● Texto de apoio:
- - - - -

Bem perto do Pólo Norte, uma montanha gelada guarda o tesouro genético do planeta. Trata do projeto mais ousado de preservação da vida vegetal, inaugurado hoje no arquipélago norueguês de Svalbard.

O objetivo é conservar até 4,5 milhões de amostras de sementes e 2 bilhões de sementes de todas as espécies cultivadas pelo ser humano. Esse patrimônio, mantido em segurança máxima, estará protegido de catástrofes naturais e até mesmo de guerras nucleares.

“É o último refúgio das lavouras do mundo”, diz Cary Fowler, diretor da Global Crop Diversity Trust, organização, criada pela FAO (órgão das Nações Unidas para Agricultura), que coordena o projeto juntamente com a Noruega.

As primeiras amostras de sementes serão colocadas nesta manhã no Banco Internacional de Sementes de Svalbard, durante a cerimônia de inauguração, pelo premiê norueguês, Jens Stoltenberg, e pela a ambientalista queniana e Prêmio Nobel da Paz, Wangari Maathai. O projeto já recebeu cerca de 100 milhões de sementes doadas por cem países.

O Brasil deve enviar em breve a sua contribuição, por meio do do Cenargen (Centro Nacional de Recursos Genéticos), da Embrapa (Empresa Brasileira de Pesquisa Agropecuária).

“A Noruega está orgulhosa por ter um papel central ao proteger não apenas sementes, mas os alicerces da civilização humana”, disse Stoltenberg.

- - - - -

● Problema proposto: De acordo com o texto sobre o banco de sementes de Svalbard, quantos países já doaram sementes ao projeto?

● Dados registrados:
- - - - -

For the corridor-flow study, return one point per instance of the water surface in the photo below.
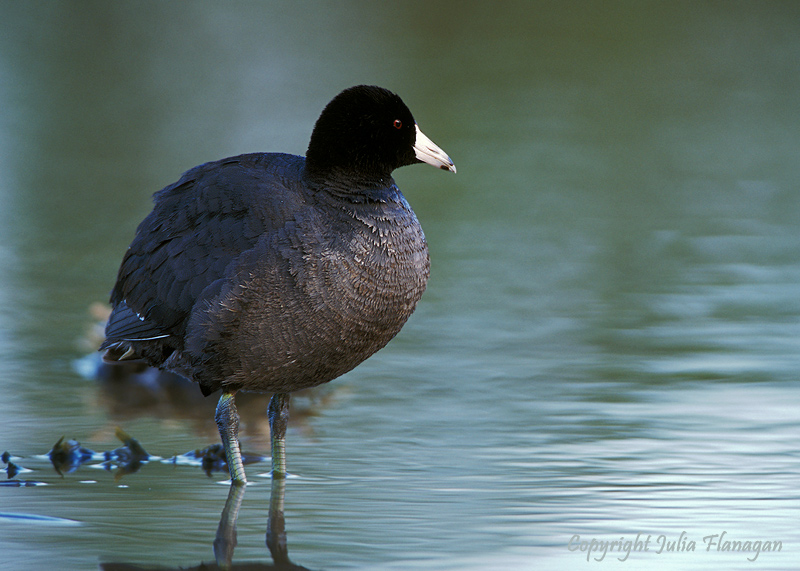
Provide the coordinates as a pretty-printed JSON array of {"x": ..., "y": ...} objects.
[{"x": 608, "y": 346}]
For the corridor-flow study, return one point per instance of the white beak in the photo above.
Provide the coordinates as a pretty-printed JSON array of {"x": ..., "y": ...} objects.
[{"x": 428, "y": 152}]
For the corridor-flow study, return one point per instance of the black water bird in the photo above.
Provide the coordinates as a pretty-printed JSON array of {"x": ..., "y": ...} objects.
[{"x": 272, "y": 272}]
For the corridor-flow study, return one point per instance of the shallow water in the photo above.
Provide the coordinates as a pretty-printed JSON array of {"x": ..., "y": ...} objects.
[{"x": 609, "y": 342}]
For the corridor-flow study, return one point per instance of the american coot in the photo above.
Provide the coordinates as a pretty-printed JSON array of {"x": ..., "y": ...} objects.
[{"x": 271, "y": 272}]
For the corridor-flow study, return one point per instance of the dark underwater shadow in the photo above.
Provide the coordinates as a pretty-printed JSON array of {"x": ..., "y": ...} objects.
[{"x": 226, "y": 538}]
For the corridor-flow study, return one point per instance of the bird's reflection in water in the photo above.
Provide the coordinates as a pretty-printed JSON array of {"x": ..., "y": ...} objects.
[{"x": 225, "y": 541}]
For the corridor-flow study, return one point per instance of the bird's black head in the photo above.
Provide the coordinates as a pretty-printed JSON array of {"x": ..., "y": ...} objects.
[{"x": 366, "y": 131}]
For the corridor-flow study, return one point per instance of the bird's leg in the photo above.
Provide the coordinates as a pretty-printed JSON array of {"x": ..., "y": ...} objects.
[
  {"x": 227, "y": 418},
  {"x": 278, "y": 413}
]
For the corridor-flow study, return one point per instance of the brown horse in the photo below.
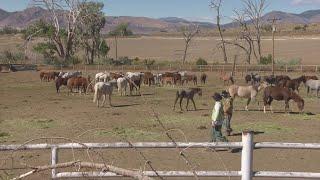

- - - - -

● Resposta ao problema: Cem países.